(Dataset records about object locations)
________________
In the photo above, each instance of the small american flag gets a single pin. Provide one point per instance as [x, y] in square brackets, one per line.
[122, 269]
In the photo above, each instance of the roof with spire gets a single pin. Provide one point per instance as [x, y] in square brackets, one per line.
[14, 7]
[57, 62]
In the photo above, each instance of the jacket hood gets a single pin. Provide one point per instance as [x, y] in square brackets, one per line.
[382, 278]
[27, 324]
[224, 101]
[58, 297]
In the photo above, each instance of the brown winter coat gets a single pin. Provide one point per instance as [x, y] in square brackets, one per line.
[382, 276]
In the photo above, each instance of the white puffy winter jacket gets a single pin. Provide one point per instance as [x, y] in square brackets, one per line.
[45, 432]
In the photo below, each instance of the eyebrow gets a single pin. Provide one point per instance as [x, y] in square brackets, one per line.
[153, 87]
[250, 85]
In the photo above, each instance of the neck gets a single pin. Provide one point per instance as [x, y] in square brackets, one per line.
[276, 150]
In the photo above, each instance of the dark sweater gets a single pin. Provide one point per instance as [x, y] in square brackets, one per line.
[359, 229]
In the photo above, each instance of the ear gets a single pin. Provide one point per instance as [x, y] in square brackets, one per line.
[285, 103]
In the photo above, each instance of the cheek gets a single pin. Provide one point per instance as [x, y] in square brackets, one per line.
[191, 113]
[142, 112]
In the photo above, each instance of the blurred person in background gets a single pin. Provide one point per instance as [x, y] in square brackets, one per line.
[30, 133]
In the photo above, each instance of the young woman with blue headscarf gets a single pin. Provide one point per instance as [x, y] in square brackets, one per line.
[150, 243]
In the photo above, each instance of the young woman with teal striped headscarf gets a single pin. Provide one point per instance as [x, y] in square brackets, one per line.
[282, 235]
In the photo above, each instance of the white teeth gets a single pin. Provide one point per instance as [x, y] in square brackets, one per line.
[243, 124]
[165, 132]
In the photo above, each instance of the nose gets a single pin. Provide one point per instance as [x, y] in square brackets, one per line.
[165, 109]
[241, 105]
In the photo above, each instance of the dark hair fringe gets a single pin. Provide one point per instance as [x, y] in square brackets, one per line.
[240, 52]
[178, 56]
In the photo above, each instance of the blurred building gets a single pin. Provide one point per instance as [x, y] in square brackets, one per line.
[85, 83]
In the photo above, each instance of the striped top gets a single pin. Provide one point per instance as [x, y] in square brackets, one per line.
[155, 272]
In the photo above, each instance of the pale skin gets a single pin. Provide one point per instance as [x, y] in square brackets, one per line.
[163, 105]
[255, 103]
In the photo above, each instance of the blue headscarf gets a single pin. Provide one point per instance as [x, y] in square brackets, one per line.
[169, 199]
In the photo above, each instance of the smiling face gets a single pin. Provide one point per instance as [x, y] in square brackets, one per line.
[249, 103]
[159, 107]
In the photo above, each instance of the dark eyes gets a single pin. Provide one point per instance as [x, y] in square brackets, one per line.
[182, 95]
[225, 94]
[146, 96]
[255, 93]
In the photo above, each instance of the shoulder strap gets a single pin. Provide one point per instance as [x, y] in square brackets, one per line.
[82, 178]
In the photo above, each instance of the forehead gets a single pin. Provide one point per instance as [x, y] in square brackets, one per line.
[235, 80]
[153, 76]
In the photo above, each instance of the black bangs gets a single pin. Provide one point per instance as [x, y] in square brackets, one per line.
________________
Type out the material again exactly as presented.

**ANSWER TO THE PROBLEM:**
In the photo above, each instance of the small american flag gets a single pin. Provide one point per instance as [x, y] in square brackets, one per line.
[122, 269]
In the photo above, each instance of the roof with spire gets a single pin. Provide one point per instance as [x, y] in square brackets, one per line.
[14, 7]
[57, 62]
In the photo above, each instance of the jacket hood gets a single pin. Provide one point per instance as [x, y] in square brackets, one per line.
[382, 278]
[27, 324]
[224, 101]
[58, 297]
In the photo above, each instance of the brown winter coat gets a single pin. Provide one point per instance as [x, y] in square brackets, one per line.
[382, 276]
In the photo above, each instance of the white puffy winter jacket gets a single pin. Provide one point per instance as [x, y] in square brackets, one per line.
[45, 432]
In the photo below, each instance of the eyebrow gets a single pin. Provide one point per instance as [x, y] in square brackets, one per line.
[153, 87]
[250, 85]
In the photo above, each instance of the neck gets a single pin. Provide one point per instance as [x, y] in square brackets, one per line.
[276, 150]
In the photo above, each instance of the dark sweater gets a single pin. Provide one point per instance as [x, y] in square brackets, one per line.
[359, 229]
In the photo above, each instance of the ear gets a single pin. Provide one point per instance as [x, y] in square brackets, one per line.
[285, 103]
In the photo above, each instance of the cheek gets a single pin. Provide one point per instance as [x, y] in square brackets, one per line.
[191, 113]
[142, 112]
In the photo above, each instance of the blurred person in background gets a single pin. Provide one point per instance as [x, y] in square brackets, one per line.
[30, 133]
In the photo above, each instance of the young woman with blue headscarf gets a single pin. Provide one point per instance as [x, y] in square brackets, one per line.
[150, 243]
In the photo above, each instance of the young woman with teal striped headscarf gets a single pin. Provide one point per instance as [x, y] in square brackets, one per line.
[282, 235]
In the photo above, each instance of the white teeth gets a single pin. Provide one point per instance as [x, y] in square brackets, one per line.
[243, 124]
[165, 132]
In the photo above, each instance of the nose gets a single pin. Provide one point per instance as [x, y] in square brackets, one per line.
[165, 109]
[241, 105]
In the photo above, each instance of the dark hair fringe gets a single pin. Provide one point per instance as [x, y] in square brackets, one per line.
[240, 52]
[178, 56]
In the photo above, each instance of the blurred building gets a single pin. Provide one point per instance as [x, y] in square brackets, one per line.
[85, 83]
In the photo above, each instance of the striped top gets a single pin. Provide one point per instance as [x, y] in square brackets, one per line.
[155, 272]
In the photo above, each instance of the pale skin gets a single pin. Provide one point per instance as [x, y] in square brackets, one per line.
[163, 105]
[255, 103]
In the photo above, each instance of the blue headscarf gets a single pin. Provide one point per instance as [x, y] in square brackets, one per line.
[169, 199]
In the photo above, each instance of the smiling face gets a single pin. Provide one point per instance as [x, y] in square brackets, one per line.
[249, 103]
[159, 107]
In the photo above, each instance of the dark eyes gets a single pin. Provide one point per instance as [x, y] in square brackets, one per line.
[182, 95]
[225, 94]
[146, 96]
[255, 93]
In the photo above, each instance of the shoulder strap gets a single pin. Provide one point per instance as [x, y] in square brackets, one per line.
[82, 178]
In the photo above, each instance of the forehead gets a single pin. Provide one point per instance as [x, y] in square brackets, one per line.
[235, 80]
[153, 76]
In the photo above, each instance of the black bangs gets a single pin. Provide one point per instance as [x, y] in square brackets, one per line.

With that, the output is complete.